## WHAT THIS TASK INVOLVES
Copy the items below verbatim, everything from the line containing "Point out every instance of the pine" down to the line containing "x=381, y=262", with both of those lines included.

Pointing dataset records

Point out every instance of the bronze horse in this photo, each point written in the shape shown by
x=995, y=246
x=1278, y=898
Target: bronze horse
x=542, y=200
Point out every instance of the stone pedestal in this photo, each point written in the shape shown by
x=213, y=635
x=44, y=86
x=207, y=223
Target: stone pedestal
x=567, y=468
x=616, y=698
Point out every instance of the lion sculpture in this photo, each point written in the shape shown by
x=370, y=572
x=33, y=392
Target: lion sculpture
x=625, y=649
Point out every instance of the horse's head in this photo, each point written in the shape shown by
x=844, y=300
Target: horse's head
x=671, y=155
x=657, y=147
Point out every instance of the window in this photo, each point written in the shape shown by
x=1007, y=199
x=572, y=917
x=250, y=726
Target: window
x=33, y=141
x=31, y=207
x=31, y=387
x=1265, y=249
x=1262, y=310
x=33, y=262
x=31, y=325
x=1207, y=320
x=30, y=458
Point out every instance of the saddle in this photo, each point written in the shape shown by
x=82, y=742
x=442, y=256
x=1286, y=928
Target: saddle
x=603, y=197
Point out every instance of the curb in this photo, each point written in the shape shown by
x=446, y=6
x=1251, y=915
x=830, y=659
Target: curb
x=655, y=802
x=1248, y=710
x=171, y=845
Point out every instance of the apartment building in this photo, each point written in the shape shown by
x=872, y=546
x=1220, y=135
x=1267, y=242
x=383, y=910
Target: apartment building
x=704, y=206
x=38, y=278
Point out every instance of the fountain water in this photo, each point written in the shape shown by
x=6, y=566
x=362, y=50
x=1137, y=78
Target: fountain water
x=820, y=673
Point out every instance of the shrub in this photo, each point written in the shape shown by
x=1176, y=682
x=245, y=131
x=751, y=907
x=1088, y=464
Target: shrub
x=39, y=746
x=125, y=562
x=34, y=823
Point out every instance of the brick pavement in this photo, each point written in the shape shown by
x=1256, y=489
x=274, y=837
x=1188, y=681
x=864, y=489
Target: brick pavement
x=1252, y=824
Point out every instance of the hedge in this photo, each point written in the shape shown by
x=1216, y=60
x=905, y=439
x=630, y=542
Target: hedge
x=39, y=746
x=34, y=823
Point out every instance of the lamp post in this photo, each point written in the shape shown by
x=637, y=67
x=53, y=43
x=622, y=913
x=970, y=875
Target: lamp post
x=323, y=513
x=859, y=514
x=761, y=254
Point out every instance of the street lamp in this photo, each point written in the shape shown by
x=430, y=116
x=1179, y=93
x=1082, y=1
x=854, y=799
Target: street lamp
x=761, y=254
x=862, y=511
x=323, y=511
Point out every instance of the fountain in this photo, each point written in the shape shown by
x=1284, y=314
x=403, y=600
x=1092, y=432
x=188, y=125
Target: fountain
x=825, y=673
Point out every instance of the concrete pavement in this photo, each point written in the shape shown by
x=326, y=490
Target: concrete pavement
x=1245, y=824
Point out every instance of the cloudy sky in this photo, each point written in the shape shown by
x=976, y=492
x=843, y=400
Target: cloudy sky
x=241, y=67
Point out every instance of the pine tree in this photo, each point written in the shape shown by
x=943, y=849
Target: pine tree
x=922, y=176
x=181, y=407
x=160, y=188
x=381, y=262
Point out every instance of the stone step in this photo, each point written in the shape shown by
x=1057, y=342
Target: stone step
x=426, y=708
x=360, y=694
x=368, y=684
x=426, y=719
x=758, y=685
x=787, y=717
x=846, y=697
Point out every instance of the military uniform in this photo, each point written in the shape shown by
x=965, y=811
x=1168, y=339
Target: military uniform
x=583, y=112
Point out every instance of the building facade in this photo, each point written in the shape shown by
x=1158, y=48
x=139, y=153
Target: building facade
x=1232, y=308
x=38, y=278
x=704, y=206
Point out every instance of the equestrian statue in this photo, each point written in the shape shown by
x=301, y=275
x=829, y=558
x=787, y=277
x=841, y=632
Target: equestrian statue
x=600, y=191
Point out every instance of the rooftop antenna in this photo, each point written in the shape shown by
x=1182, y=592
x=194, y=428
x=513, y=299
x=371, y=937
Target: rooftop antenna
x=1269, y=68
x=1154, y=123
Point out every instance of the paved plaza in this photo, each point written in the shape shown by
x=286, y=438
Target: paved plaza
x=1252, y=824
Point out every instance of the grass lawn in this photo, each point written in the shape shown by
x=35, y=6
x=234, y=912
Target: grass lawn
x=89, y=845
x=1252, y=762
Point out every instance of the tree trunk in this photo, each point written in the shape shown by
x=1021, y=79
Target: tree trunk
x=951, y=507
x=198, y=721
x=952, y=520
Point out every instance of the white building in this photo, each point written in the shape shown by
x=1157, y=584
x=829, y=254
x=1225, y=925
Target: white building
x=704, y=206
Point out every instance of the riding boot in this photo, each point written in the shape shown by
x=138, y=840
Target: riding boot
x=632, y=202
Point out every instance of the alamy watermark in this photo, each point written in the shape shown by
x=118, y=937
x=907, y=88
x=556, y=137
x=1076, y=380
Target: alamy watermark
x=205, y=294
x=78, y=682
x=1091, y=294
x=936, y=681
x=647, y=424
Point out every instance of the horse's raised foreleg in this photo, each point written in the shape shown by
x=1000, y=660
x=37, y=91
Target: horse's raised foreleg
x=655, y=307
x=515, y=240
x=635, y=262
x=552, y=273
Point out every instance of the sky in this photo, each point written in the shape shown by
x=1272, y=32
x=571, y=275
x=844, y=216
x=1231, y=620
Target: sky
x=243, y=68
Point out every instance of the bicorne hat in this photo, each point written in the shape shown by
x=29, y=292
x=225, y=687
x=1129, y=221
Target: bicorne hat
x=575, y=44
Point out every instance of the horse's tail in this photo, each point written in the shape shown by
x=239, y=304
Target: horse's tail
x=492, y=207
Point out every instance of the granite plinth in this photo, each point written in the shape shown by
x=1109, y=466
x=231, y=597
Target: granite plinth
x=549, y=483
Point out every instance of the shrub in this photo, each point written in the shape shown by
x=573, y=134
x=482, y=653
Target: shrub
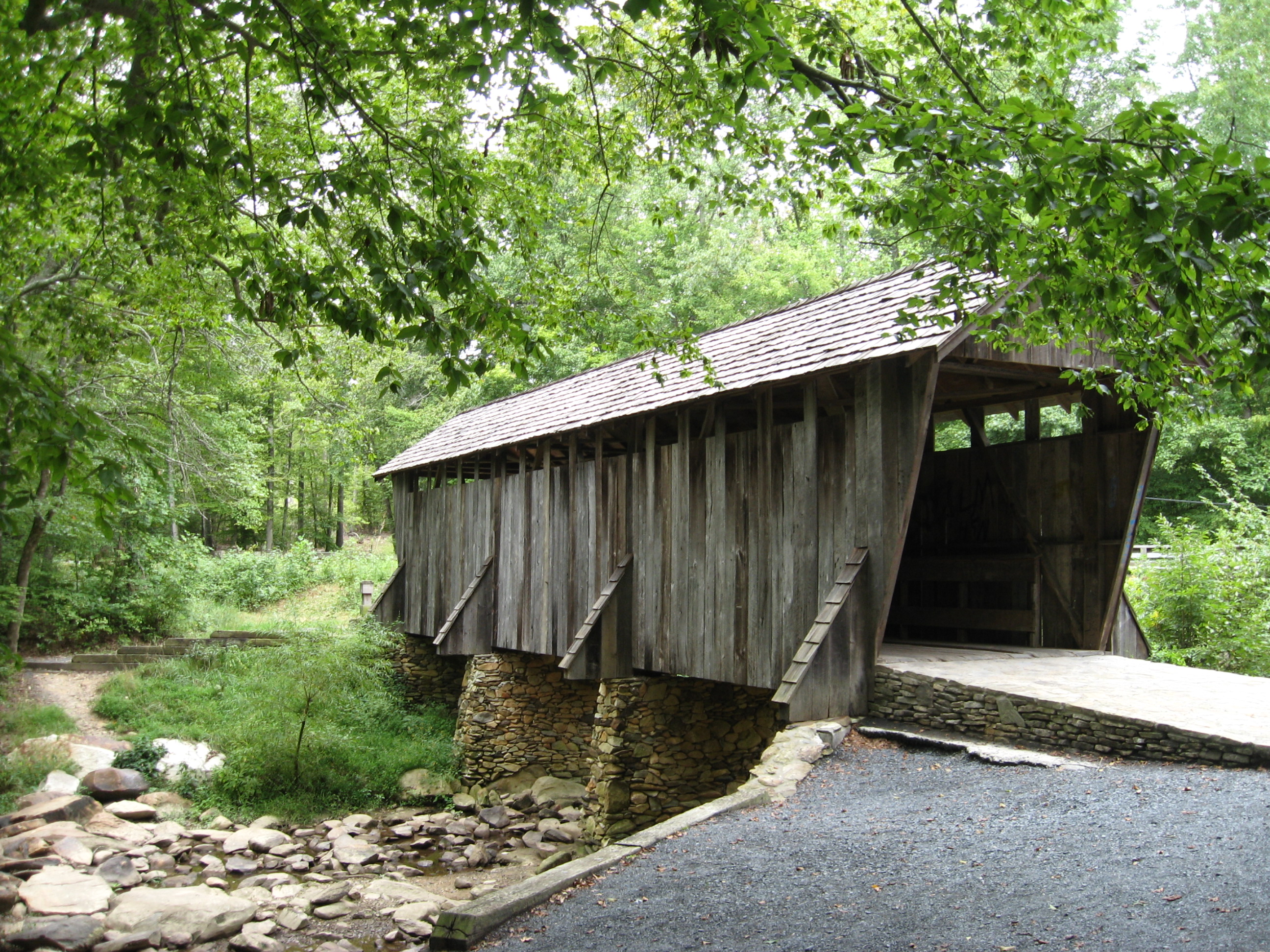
x=314, y=725
x=1207, y=602
x=253, y=579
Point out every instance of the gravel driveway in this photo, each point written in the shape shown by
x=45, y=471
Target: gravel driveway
x=895, y=848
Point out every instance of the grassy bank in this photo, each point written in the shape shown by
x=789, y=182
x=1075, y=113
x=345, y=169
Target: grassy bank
x=313, y=726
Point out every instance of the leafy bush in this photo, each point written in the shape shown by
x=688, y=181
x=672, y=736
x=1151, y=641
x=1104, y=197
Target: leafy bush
x=316, y=725
x=254, y=579
x=143, y=758
x=1207, y=602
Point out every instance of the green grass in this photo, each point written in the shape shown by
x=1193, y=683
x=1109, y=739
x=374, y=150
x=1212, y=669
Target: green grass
x=309, y=728
x=21, y=720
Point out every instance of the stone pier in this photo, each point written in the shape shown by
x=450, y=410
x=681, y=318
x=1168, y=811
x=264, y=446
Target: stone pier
x=647, y=748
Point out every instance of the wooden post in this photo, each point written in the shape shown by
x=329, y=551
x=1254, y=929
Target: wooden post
x=1032, y=421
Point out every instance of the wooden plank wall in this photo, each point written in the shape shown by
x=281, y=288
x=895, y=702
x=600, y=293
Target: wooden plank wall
x=736, y=537
x=1077, y=493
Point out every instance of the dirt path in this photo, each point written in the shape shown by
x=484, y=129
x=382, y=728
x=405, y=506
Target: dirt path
x=75, y=692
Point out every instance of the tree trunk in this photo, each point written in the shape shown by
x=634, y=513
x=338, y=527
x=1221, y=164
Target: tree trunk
x=269, y=489
x=340, y=516
x=39, y=524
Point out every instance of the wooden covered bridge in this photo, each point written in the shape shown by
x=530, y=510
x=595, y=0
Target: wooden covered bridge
x=774, y=530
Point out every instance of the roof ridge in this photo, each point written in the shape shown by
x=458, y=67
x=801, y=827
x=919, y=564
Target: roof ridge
x=620, y=361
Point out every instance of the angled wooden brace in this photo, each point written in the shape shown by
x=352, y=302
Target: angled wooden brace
x=593, y=616
x=833, y=603
x=462, y=603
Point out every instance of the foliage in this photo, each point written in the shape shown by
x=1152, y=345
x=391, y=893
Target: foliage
x=253, y=579
x=329, y=698
x=1207, y=602
x=144, y=758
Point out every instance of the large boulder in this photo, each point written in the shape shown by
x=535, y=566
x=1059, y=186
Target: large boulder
x=558, y=791
x=74, y=933
x=104, y=824
x=181, y=757
x=120, y=871
x=131, y=810
x=59, y=890
x=404, y=893
x=116, y=784
x=423, y=785
x=69, y=808
x=59, y=784
x=200, y=912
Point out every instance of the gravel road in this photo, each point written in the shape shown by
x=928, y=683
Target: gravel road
x=893, y=848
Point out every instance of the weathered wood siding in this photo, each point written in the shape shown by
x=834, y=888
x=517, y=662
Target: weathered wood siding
x=736, y=539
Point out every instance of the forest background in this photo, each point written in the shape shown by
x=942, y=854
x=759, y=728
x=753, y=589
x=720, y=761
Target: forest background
x=207, y=457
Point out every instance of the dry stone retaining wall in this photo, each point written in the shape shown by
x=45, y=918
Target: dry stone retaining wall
x=667, y=744
x=924, y=700
x=427, y=677
x=517, y=715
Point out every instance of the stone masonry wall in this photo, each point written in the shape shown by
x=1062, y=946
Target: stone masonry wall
x=664, y=745
x=427, y=677
x=935, y=702
x=518, y=715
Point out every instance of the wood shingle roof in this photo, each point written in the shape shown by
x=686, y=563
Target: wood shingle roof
x=844, y=328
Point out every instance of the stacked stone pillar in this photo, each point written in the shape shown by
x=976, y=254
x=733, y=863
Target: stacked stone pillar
x=666, y=744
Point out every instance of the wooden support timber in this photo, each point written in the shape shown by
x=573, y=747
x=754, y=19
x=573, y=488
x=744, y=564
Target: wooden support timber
x=463, y=602
x=593, y=616
x=833, y=603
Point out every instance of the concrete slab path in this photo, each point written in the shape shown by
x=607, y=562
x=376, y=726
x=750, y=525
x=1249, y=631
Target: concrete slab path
x=1191, y=698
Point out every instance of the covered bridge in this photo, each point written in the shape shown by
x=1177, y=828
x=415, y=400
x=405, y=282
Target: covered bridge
x=774, y=530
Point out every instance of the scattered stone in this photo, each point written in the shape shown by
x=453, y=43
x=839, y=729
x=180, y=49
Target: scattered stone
x=262, y=841
x=496, y=816
x=201, y=912
x=293, y=919
x=241, y=866
x=415, y=912
x=59, y=784
x=120, y=871
x=104, y=824
x=558, y=791
x=116, y=784
x=74, y=933
x=131, y=810
x=254, y=942
x=334, y=910
x=355, y=852
x=269, y=880
x=73, y=851
x=67, y=808
x=59, y=890
x=132, y=942
x=422, y=785
x=181, y=757
x=166, y=801
x=327, y=894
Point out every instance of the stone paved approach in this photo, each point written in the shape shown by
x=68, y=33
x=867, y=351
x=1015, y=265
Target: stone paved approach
x=895, y=850
x=1192, y=698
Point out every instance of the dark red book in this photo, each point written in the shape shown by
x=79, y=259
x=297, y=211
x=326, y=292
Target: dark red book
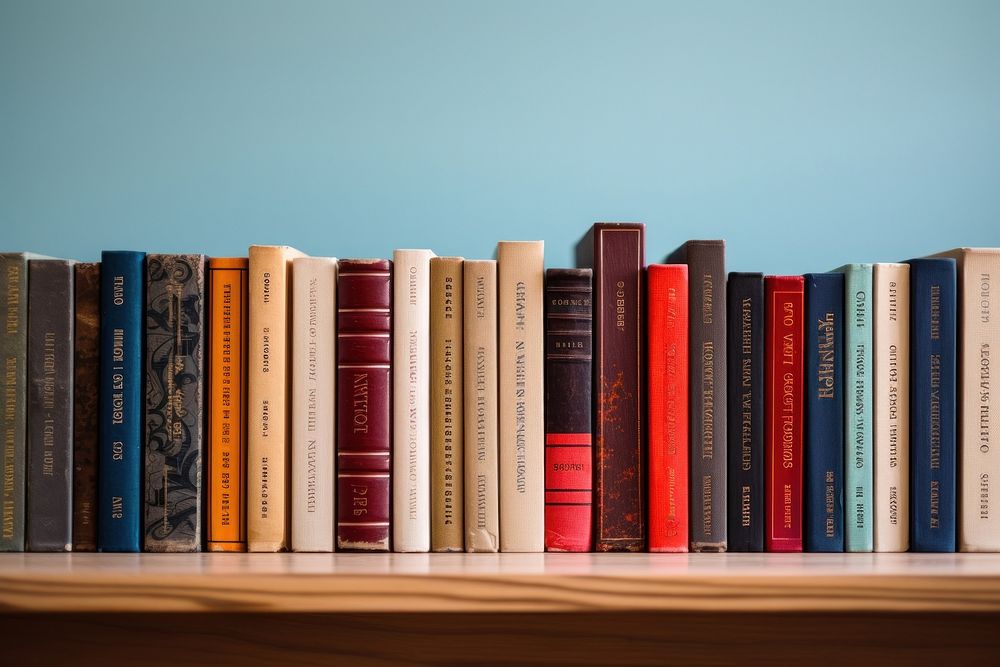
x=667, y=373
x=783, y=368
x=364, y=391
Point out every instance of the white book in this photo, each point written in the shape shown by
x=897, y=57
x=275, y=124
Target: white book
x=313, y=407
x=411, y=444
x=891, y=409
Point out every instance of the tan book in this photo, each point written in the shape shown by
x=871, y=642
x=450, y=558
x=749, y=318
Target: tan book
x=482, y=508
x=447, y=438
x=520, y=280
x=268, y=396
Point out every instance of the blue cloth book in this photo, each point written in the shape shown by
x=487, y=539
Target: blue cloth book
x=933, y=332
x=119, y=502
x=824, y=407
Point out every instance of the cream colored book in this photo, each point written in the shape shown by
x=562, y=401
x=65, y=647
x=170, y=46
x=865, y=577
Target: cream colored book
x=482, y=493
x=267, y=398
x=520, y=280
x=891, y=392
x=313, y=409
x=411, y=446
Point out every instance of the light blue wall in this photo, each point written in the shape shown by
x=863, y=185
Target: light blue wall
x=808, y=134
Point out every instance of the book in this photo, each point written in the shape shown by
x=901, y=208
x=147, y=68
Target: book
x=520, y=346
x=49, y=492
x=86, y=383
x=447, y=396
x=268, y=388
x=229, y=306
x=745, y=404
x=313, y=406
x=616, y=252
x=482, y=483
x=119, y=468
x=891, y=403
x=569, y=313
x=707, y=369
x=824, y=413
x=667, y=377
x=364, y=404
x=933, y=373
x=784, y=368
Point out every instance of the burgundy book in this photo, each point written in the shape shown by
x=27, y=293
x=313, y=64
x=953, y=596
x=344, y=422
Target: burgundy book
x=568, y=373
x=364, y=391
x=616, y=253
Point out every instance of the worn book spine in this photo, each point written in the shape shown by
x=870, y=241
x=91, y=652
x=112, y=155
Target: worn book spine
x=891, y=397
x=667, y=374
x=446, y=420
x=313, y=407
x=225, y=501
x=824, y=412
x=86, y=383
x=569, y=315
x=933, y=373
x=482, y=483
x=49, y=494
x=364, y=404
x=119, y=478
x=520, y=297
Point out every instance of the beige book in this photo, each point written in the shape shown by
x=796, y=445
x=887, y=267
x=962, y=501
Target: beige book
x=520, y=280
x=891, y=411
x=482, y=493
x=267, y=399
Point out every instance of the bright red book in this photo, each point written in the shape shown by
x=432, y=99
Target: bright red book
x=667, y=369
x=785, y=299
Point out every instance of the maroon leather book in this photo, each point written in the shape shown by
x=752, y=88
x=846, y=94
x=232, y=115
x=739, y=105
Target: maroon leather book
x=617, y=254
x=364, y=391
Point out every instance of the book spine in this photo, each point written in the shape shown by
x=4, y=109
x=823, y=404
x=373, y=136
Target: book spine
x=521, y=393
x=891, y=396
x=364, y=404
x=933, y=301
x=313, y=406
x=50, y=406
x=227, y=386
x=824, y=407
x=447, y=436
x=568, y=376
x=745, y=402
x=667, y=373
x=86, y=383
x=784, y=371
x=482, y=497
x=119, y=500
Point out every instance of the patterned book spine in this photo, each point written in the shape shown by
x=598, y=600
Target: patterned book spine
x=50, y=405
x=121, y=401
x=667, y=375
x=824, y=405
x=364, y=404
x=568, y=374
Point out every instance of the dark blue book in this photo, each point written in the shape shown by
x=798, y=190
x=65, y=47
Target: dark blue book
x=119, y=502
x=824, y=408
x=933, y=331
x=745, y=342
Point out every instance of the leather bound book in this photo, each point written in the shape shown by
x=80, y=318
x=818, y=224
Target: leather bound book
x=364, y=404
x=569, y=313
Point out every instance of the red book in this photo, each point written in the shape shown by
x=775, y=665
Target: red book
x=785, y=299
x=667, y=372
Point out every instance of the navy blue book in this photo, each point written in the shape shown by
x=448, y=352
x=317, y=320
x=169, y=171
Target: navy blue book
x=745, y=342
x=824, y=408
x=119, y=501
x=933, y=331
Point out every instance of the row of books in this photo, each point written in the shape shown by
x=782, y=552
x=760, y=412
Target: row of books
x=182, y=403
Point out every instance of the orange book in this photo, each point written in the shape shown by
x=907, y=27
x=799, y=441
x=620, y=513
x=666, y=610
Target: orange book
x=227, y=378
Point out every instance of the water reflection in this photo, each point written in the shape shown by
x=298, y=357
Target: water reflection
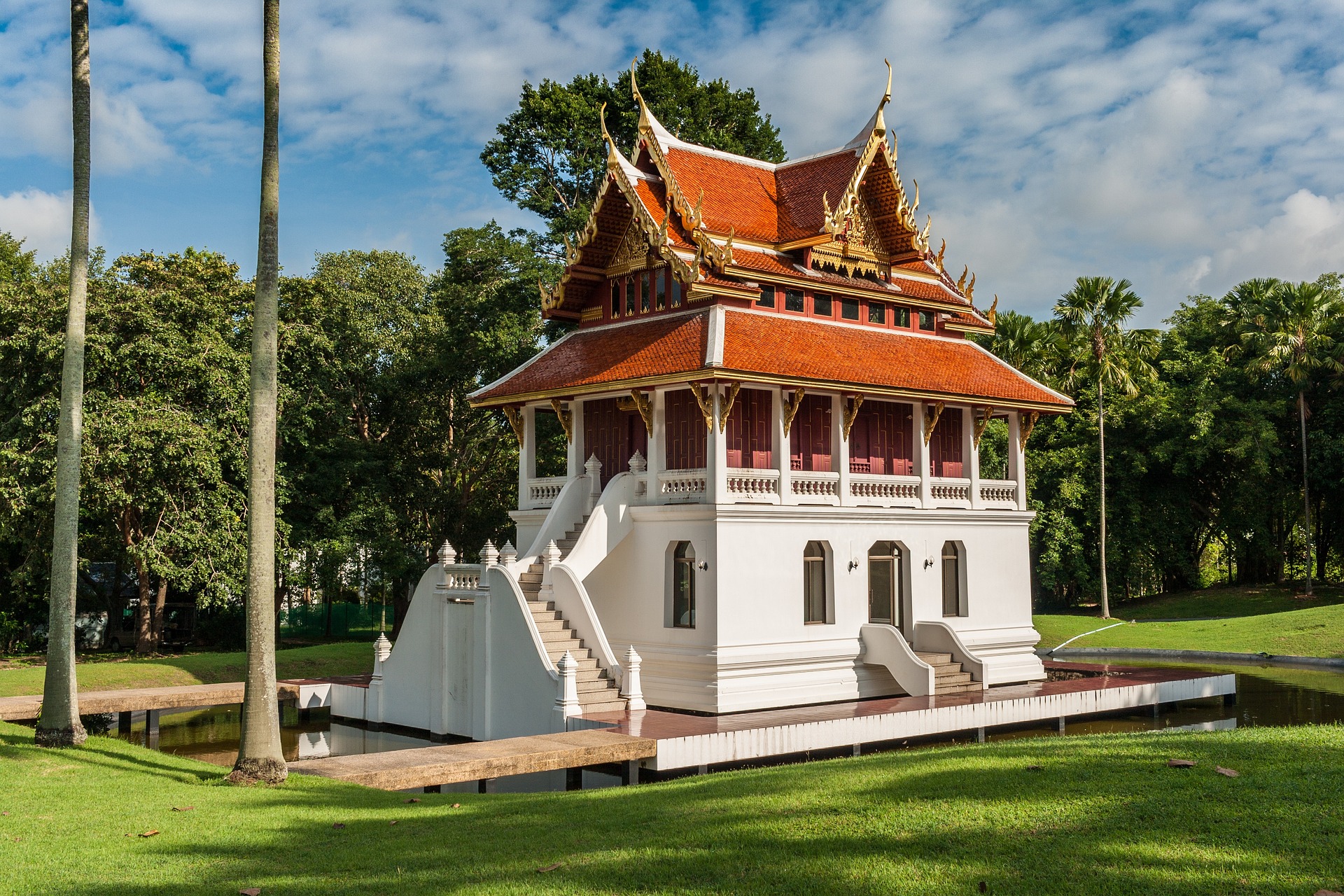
x=1266, y=696
x=211, y=734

## FINAL RESULT
Point out every instance of the pine tree in this photo, each point written in the shape shown by
x=943, y=849
Target: pine tree
x=922, y=176
x=181, y=407
x=160, y=188
x=381, y=262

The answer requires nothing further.